* **PROBLEM SET**:
1. In the abstract, which two bench top NGS sequencing machines are named as examples?
2. Repeat the abstract word for word, everything from "Abstract (deu)" down to "in the data.".

* **EXTRACTED TEXT**:
*** Begin section ***

Abstract (deu)
Next Generation Sequencing (NGS) is a powerful tool to gain new insights in molecular biology. With the introduction of the first bench top NGS sequencing machines (e.g. Ion Torrent, MiSeq), this technology became even more versatile in its applications and the amount of data that are produced in a short time is ever increasing. The demand for new and more efficient sequence analysis tools increases at the same rate as the throughput of sequencing technologies. New methods and algorithms not only need to be more efficient but also need to account for a higher genetic variability between the sequenced and annotated data. To obtain reliable results, information about errors and limitations of NGS technologies should also be investigated. Furthermore, methods need to be able to cope with contamination in the data.

*** End section ***

* **SUPPLIED MATERIAL**:
*** Begin section ***

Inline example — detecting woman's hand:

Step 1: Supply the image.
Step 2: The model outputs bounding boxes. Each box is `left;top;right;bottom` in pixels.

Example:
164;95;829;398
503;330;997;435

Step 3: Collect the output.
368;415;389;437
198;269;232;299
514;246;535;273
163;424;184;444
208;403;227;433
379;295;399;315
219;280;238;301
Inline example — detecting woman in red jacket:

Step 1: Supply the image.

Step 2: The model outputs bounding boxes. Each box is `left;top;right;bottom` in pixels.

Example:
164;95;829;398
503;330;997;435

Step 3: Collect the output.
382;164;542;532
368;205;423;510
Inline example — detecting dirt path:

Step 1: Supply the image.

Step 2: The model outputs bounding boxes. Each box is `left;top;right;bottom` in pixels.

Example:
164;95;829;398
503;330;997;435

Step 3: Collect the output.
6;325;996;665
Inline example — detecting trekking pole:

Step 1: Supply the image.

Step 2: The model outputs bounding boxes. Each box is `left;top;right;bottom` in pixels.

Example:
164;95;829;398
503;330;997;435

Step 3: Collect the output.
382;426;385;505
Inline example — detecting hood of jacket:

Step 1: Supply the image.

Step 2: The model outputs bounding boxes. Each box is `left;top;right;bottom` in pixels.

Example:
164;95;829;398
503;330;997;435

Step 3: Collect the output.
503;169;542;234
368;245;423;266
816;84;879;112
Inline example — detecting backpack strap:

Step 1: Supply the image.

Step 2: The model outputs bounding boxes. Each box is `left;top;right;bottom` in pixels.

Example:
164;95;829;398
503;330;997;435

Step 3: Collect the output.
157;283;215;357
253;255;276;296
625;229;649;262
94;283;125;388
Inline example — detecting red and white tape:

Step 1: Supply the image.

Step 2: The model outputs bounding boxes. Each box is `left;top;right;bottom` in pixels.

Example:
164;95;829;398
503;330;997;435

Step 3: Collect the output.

*** End section ***

* **RESULTS IN ORDER**:
1. Ion Torrent and MiSeq.

2.
Abstract (deu)
Next Generation Sequencing (NGS) is a powerful tool to gain new insights in molecular biology. With the introduction of the first bench top NGS sequencing machines (e.g. Ion Torrent, MiSeq), this technology became even more versatile in its applications and the amount of data that are produced in a short time is ever increasing. The demand for new and more efficient sequence analysis tools increases at the same rate as the throughput of sequencing technologies. New methods and algorithms not only need to be more efficient but also need to account for a higher genetic variability between the sequenced and annotated data. To obtain reliable results, information about errors and limitations of NGS technologies should also be investigated. Furthermore, methods need to be able to cope with contamination in the data.